▶ RECORDS FOR THE TASK:
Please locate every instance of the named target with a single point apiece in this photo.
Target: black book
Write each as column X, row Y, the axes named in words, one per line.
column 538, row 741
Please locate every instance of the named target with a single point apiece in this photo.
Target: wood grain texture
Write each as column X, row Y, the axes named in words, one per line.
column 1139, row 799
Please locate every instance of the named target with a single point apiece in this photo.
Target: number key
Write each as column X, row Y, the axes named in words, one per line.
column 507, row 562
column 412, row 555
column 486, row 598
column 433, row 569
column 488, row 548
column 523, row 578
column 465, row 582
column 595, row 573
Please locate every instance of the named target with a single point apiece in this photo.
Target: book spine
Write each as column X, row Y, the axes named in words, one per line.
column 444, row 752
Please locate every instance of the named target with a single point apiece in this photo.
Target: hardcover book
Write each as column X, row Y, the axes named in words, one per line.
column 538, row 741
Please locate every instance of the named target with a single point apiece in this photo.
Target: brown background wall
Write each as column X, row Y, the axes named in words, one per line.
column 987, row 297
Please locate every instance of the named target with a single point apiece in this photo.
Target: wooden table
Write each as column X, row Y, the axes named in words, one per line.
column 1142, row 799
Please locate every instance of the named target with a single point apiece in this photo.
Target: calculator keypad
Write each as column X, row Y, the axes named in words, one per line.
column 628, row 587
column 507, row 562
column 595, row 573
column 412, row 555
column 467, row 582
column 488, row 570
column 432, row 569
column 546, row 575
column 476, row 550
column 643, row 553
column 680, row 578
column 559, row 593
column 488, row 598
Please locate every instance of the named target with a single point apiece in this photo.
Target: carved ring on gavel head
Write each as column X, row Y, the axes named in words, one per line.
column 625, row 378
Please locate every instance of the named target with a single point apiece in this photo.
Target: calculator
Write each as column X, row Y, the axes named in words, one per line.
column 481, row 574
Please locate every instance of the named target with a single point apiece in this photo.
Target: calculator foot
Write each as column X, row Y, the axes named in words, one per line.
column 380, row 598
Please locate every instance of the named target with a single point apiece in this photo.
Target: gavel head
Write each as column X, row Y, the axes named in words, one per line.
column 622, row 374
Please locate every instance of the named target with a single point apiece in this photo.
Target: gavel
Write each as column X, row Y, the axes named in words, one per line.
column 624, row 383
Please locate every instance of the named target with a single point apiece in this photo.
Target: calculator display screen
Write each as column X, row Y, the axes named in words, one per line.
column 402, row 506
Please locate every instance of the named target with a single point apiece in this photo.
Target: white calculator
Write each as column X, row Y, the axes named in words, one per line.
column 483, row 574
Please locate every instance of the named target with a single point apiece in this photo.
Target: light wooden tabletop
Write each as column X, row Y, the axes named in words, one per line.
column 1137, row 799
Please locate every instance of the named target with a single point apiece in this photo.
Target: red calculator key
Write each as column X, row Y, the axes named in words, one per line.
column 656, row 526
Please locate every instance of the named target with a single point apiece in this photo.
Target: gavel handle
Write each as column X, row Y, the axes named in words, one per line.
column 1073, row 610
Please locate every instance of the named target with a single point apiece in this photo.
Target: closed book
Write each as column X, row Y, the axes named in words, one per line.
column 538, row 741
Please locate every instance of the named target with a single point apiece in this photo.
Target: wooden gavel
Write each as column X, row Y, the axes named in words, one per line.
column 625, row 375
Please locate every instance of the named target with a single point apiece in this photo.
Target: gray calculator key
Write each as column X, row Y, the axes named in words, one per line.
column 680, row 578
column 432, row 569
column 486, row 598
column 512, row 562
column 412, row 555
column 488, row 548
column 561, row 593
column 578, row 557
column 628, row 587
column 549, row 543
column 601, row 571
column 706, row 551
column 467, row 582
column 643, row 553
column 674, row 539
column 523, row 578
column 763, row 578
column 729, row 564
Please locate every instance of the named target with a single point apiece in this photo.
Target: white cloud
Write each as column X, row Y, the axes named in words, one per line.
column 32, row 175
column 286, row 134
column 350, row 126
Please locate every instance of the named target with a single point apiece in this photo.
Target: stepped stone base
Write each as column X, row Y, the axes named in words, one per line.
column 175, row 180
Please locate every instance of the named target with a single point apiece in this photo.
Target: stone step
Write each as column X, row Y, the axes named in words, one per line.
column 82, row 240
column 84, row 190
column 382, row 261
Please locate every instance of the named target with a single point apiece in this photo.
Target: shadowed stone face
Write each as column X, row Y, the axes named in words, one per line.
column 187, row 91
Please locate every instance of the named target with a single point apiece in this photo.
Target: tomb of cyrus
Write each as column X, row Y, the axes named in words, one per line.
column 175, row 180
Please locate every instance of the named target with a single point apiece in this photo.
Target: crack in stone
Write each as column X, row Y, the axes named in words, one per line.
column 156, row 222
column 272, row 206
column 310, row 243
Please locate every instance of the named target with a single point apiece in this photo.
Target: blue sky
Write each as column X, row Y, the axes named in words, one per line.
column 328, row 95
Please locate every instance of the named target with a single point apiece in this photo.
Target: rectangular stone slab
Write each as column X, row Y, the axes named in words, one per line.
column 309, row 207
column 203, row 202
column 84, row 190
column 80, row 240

▶ WHAT TO PRODUCE: The records shown above must be returned in full, exactly as written.

▶ YOUR SOLUTION:
Please locate every instance of the named target with a single point apiece in this photo.
Target: black book
Write each as column X, row Y, the axes named in words, one per line.
column 538, row 741
Please locate every instance of the named target with a single point apiece in this photo.
Target: wood grain texture
Write each as column X, row Y, the axes named in words, one per line.
column 1139, row 799
Please locate every instance of the named target with a single point apiece in this photo.
Target: number key
Write each as column X, row Y, the axes named in words, one per line.
column 507, row 562
column 412, row 555
column 486, row 598
column 433, row 569
column 488, row 548
column 523, row 578
column 465, row 582
column 595, row 573
Please locate every instance of the named target with a single point apiece in this photo.
Target: book spine
Write each as column X, row Y, the axes named in words, one per line.
column 444, row 752
Please locate every instance of the named target with a single point apiece in this photo.
Target: hardcover book
Write each as column X, row Y, the axes named in words, one per line.
column 538, row 741
Please locate every instance of the named target with a single point apiece in this photo.
Target: brown background wall
Write each as column X, row Y, the axes named in words, one per line.
column 987, row 297
Please locate every instance of the named target with a single point apiece in this photo.
Target: wooden table
Write each as column X, row Y, the axes named in words, one per line.
column 1142, row 799
Please locate every instance of the named target with a single point apiece in this photo.
Target: calculator keypad
Write each as column X, row Y, the axes named in words, one per line.
column 628, row 587
column 507, row 562
column 595, row 573
column 412, row 555
column 467, row 582
column 488, row 570
column 432, row 569
column 546, row 575
column 476, row 550
column 643, row 553
column 680, row 578
column 559, row 593
column 488, row 598
Please locate every instance of the named target with a single point apiece in this photo.
Target: carved ring on gavel head
Write each as column X, row Y, the axes named in words, one per line.
column 625, row 378
Please locate every instance of the named target with a single point apiece in this photo.
Target: calculator
Write each as column X, row Y, the axes named in words, one per line.
column 481, row 574
Please locate every instance of the named target with a single point apiece in this photo.
Target: calculator foot
Write each as column X, row Y, the axes named in words, one per line.
column 380, row 598
Please locate every instance of the named target with a single point apiece in this photo.
Target: gavel head
Write each as column X, row Y, the axes named in words, one per line.
column 622, row 374
Please locate every instance of the named target with a single point apiece in this photo.
Target: gavel
Write each as column X, row Y, the axes named in words, one per line.
column 624, row 383
Please locate every instance of the named target with a single point apiece in this photo.
Target: calculator display screen
Write each as column X, row Y, the axes named in words, one per line.
column 402, row 506
Please locate every instance of the named target with a single point apiece in this photo.
Target: white calculator
Write each as column X, row Y, the axes named in words, one per line.
column 483, row 574
Please locate every instance of the named target with a single point apiece in this photo.
Target: light wooden tabletop
Write each as column X, row Y, the axes named in words, one per line.
column 1137, row 799
Please locate every instance of the named target with a single point apiece in this photo.
Target: red calculator key
Write each as column X, row Y, the axes named in words, one per line.
column 656, row 526
Please locate every instance of the named target with a single point apiece in this photo.
Target: gavel handle
Write each as column X, row Y, the axes named in words, one per line.
column 1073, row 610
Please locate every instance of the named target with a single point apiece in this photo.
Target: closed book
Write each as column X, row Y, the axes named in words, one per line.
column 538, row 741
Please locate every instance of the named target with a single point apiece in this photo.
Target: wooden gavel
Write each as column X, row Y, the axes named in words, one per line.
column 625, row 375
Please locate every instance of the named target with a single point apiece in this photo.
Target: gray calculator key
Write each as column X, row Y, the axes named in words, one per line.
column 680, row 578
column 432, row 569
column 486, row 598
column 512, row 562
column 412, row 555
column 488, row 548
column 561, row 593
column 578, row 557
column 628, row 587
column 549, row 543
column 601, row 571
column 706, row 551
column 467, row 582
column 643, row 553
column 674, row 539
column 523, row 578
column 763, row 578
column 729, row 564
Please locate every instance of the named target with a single point apiece in this photo.
Target: white cloud
Write each as column X, row Y, the axes named in words, one per line.
column 32, row 175
column 286, row 134
column 350, row 126
Please locate every instance of the named target with a single point apiece in this photo.
Target: stepped stone base
Write each as column X, row Y, the axes named in words, one per line.
column 175, row 180
Please locate every instance of the named target with a single point apiece in this photo.
Target: stone step
Write each as column X, row Y, the axes named in words, one per line.
column 82, row 240
column 84, row 190
column 382, row 261
Please locate every instance of the named target with a single point apiece in this photo.
Target: shadowed stone face
Write each as column X, row Y, the axes named in words, one per line.
column 187, row 91
Please locate every instance of the named target with a single point apiece in this photo.
Target: tomb of cyrus
Write each as column X, row Y, the axes named in words, one per line.
column 175, row 180
Please locate every instance of the named target with a single point apiece in this photo.
Target: crack in stone
Write each as column X, row Y, the axes named in words, one per line.
column 156, row 222
column 272, row 206
column 310, row 243
Please locate every instance of the named target with a single point apiece in this photo.
Target: blue sky
Write each as column X, row Y, the axes named in words, one per line.
column 328, row 95
Please locate every instance of the named target with a single point apiece in this photo.
Target: rectangular stone slab
Write each as column X, row Y, the axes named in words, one per line.
column 309, row 207
column 203, row 202
column 84, row 190
column 80, row 240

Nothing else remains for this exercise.